— QUOTED PASSAGE —
From: Hangbin Liu <liuhangbin@gmail.com>

With commit 72b365e8e0fd ("libnetlink: Double the dump buffer size")
we doubled the buffer size to support more VFs. But the VFs number is
increasing all the time. Some customers even use more than 200 VFs now.

We could not double it everytime when the buffer is not enough. Let's just
not hard code the buffer size and malloc the correct number when running.

Introduce function rtnl_recvmsg() to always return a newly allocated buffer.
The caller need to free it after using.

Signed-off-by: Hangbin Liu <liuhangbin@gmail.com>
Signed-off-by: Phil Sutter <phil@nwl.cc>
---
 lib/libnetlink.c | 114 ++++++++++++++++++++++++++++++++++++++-----------------
 1 file changed, 80 insertions(+), 34 deletions(-)

diff --git a/lib/libnetlink.c b/lib/libnetlink.c
index be7ac86..1847c0b 100644
--- a/lib/libnetlink.c
+++ b/lib/libnetlink.c
@@ -402,6 +402,64 @@ static void rtnl_dump_error(const struct rtnl_handle *rth,
 	}
 }
 
+static int __rtnl_recvmsg(int fd, struct msghdr *msg, int flags)
+{
+	int len;
+
+	do {
+		len = recvmsg(fd, msg, flags);
+	} while (len < 0 && (errno == EINTR || errno == EAGAIN));
+
+	if (len < 0) {
+		fprintf(stderr, "netlink receive error %s (%d)\n",
+			strerror(errno), errno);
+		return -errno;
+	}
+
+	if (len == 0) {
+		fprintf(stderr, "EOF on netlink\n");
+		return -ENODATA;
+	}
+
+	return len;
+}
+
+static int rtnl_recvmsg(int fd, struct msghdr *msg, char **answer)
+{
+	struct iovec *iov = msg->msg_iov;
+	char *buf;
+	int len;
+
+	iov->iov_base = NULL;
+	iov->iov_len = 0;
+
+	len = __rtnl_recvmsg(fd, msg, MSG_PEEK | MSG_TRUNC);
+	if (len < 0)
+		return len;
+
+	buf = malloc(len);
+	if (!buf) {
+		fprintf(stderr, "malloc error: not enough buffer\n");
+		return -ENOMEM;
+	}
+
+	iov->iov_base = buf;
+	iov->iov_len = len;
+
+	len = __rtnl_recvmsg(fd, msg, 0);
+	if (len < 0) {
+		free(buf);
+		return len;
+	}
+
+	if (answer)
+		*answer = buf;
+	else
+		free(buf);
+
+	return len;
+}
+
 int rtnl_dump_filter_l(struct rtnl_handle *rth,
 		       const struct rtnl_dump_filter_arg *arg)

— DATASET EXTRACT —
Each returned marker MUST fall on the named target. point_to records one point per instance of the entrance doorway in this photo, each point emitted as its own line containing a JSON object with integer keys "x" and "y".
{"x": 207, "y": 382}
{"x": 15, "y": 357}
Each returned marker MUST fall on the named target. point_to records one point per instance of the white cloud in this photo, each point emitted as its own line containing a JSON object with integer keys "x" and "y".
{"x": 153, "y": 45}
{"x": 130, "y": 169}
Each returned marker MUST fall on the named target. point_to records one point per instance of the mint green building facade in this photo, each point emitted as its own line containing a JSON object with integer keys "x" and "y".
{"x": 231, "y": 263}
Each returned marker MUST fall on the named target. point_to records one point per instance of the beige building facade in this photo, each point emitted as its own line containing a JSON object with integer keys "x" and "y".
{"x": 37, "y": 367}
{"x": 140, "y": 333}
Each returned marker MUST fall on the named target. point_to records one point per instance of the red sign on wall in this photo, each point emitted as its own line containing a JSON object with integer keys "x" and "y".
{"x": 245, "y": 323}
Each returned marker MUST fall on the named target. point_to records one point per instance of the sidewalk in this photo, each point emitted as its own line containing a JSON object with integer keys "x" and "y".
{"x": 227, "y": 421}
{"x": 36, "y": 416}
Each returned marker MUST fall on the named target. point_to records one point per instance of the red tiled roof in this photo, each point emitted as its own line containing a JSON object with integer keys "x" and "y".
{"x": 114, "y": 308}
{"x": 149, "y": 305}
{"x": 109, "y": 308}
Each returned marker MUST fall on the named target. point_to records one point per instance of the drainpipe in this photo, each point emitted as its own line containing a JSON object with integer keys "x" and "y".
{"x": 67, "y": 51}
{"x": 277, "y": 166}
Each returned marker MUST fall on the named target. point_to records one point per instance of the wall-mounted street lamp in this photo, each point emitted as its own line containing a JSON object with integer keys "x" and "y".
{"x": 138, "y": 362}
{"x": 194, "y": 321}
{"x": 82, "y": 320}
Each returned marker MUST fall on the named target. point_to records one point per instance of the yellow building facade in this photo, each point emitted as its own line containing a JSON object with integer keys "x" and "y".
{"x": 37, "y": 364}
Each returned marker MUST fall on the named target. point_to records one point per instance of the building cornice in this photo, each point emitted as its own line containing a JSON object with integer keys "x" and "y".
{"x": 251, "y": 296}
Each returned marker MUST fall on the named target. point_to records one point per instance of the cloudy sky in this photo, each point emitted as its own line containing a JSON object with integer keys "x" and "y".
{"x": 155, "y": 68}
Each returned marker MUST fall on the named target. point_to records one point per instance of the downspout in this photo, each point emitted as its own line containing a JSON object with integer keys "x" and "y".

— EXERCISE TASKS —
- a) According to the libnetlink patch, how many VFs do some customers now use?
- b) List every message string that the new code in the libnetlink patch prints to stderr.

— EXPECTED ANSWERS —
- a) More than 200.

- b)
- "netlink receive error %s (%d)"
- "EOF on netlink"
- "malloc error: not enough buffer"